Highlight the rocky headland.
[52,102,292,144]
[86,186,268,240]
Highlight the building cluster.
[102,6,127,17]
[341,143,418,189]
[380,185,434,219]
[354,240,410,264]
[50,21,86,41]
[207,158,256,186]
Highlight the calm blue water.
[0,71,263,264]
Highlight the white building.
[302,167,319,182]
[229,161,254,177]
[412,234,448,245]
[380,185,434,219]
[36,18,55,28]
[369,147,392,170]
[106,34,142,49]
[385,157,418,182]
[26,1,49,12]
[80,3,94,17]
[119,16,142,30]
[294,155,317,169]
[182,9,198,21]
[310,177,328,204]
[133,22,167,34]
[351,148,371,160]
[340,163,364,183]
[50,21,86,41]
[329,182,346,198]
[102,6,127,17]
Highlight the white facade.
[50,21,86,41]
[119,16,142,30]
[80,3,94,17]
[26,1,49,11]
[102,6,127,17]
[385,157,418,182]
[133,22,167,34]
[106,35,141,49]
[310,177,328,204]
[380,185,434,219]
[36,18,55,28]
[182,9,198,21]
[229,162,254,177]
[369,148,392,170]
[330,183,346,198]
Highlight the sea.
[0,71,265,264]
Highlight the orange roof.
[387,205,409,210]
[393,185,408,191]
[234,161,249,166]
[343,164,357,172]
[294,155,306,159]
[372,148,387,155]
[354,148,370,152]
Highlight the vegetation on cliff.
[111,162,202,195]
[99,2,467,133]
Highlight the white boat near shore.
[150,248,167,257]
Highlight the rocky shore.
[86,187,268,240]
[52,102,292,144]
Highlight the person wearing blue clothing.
____________________
• Exercise directions:
Starting at the first line of the data and stopping after the line that contains "[0,71,263,264]", turn those lines into a numbered list and leave out any blank lines.

• Result for this task:
1. Highlight the rocky headland.
2. [52,102,292,144]
3. [86,186,268,240]
4. Highlight the building cluster.
5. [102,6,127,17]
6. [341,143,418,189]
7. [380,185,434,219]
8. [354,240,410,264]
9. [50,21,86,41]
10. [207,158,256,186]
11. Highlight the calm blue water.
12. [0,71,263,264]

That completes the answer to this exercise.